Problem: Within the entries that follow, show each line where the word "chimney" occurs.

Dataset excerpts:

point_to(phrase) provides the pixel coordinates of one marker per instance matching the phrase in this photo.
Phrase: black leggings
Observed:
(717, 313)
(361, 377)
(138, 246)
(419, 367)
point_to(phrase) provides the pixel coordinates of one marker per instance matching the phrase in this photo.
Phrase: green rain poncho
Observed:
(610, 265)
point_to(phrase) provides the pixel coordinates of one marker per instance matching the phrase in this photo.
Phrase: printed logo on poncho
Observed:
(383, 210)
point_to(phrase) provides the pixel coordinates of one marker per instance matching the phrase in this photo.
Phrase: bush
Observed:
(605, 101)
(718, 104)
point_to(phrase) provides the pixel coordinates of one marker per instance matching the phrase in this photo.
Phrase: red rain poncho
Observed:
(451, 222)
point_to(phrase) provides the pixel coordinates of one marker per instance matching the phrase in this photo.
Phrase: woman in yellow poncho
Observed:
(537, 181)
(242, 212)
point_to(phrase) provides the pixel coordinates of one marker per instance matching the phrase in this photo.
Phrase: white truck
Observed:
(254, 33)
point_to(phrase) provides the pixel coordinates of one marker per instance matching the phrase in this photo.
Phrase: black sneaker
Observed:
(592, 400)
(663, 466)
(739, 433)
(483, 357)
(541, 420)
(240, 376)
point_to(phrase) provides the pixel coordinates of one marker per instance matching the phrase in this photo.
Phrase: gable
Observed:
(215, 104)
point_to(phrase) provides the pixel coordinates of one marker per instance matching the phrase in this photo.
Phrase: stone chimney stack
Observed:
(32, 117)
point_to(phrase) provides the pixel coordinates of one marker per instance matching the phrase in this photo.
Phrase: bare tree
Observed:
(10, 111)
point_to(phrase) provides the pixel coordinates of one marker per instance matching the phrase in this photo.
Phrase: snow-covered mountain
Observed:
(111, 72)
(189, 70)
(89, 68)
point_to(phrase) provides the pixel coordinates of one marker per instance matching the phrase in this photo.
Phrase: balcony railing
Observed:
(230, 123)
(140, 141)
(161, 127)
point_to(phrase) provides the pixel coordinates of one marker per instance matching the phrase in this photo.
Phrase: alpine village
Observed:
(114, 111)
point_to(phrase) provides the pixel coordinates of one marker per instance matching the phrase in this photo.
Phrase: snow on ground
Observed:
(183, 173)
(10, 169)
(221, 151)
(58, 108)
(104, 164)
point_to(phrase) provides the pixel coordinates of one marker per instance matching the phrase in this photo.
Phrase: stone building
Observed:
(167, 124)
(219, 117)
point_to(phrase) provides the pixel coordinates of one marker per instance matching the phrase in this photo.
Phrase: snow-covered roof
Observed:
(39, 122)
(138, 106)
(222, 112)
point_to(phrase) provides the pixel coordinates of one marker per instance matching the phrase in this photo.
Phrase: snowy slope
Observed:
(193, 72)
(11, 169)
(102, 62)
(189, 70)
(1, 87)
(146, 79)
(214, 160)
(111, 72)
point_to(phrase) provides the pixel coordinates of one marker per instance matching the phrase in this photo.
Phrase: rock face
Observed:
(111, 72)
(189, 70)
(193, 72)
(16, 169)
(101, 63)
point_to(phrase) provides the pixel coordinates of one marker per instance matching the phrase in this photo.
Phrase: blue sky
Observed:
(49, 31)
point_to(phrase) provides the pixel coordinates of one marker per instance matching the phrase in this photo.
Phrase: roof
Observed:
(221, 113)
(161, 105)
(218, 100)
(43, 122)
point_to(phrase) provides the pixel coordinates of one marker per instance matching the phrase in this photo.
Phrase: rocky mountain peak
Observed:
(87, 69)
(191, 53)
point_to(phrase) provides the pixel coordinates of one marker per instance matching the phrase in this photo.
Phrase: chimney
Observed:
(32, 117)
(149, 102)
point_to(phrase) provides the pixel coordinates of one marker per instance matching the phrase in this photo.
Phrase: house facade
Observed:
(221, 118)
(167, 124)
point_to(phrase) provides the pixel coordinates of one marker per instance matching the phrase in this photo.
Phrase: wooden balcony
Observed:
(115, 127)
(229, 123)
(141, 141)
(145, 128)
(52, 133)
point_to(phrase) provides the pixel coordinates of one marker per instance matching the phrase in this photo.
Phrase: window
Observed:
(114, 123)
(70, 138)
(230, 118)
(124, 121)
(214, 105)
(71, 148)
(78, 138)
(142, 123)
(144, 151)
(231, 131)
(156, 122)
--
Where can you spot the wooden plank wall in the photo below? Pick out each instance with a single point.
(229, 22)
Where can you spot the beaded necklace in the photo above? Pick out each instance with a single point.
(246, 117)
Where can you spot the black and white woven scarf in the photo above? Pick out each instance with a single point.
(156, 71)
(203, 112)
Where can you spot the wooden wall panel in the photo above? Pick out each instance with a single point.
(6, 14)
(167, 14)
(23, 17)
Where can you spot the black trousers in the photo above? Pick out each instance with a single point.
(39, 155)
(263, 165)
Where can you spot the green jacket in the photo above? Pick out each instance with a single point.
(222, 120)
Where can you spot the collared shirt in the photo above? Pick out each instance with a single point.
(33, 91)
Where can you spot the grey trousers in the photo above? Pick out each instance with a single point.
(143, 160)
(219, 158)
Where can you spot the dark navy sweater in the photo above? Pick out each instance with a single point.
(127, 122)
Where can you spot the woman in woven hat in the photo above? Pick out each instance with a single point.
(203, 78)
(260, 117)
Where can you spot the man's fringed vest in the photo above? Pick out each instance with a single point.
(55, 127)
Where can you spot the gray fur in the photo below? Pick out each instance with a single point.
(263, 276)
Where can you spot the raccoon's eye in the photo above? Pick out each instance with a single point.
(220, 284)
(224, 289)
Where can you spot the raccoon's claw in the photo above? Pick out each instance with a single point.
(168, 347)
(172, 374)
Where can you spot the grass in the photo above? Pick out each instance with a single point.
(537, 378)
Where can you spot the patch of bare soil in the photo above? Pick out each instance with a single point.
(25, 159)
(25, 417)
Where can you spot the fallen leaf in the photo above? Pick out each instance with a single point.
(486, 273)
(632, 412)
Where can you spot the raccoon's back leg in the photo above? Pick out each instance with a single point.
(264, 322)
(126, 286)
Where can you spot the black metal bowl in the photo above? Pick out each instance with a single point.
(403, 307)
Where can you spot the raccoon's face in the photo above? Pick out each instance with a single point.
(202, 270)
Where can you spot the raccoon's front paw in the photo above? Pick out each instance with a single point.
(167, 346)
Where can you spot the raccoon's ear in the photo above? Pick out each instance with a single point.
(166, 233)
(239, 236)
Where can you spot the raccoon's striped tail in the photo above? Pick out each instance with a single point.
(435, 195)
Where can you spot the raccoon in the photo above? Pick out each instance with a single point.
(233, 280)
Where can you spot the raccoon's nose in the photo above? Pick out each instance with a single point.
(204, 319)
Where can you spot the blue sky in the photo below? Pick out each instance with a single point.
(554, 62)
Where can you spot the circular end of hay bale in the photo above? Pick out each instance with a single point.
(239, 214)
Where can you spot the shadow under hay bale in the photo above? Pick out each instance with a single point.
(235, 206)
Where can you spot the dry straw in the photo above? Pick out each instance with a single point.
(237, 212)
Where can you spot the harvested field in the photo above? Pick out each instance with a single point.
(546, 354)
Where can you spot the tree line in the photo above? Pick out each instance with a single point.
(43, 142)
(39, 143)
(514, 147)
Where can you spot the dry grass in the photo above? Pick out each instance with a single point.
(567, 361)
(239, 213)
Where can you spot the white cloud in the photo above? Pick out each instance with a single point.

Task response:
Phrase: stone chimney stack
Phrase: chimney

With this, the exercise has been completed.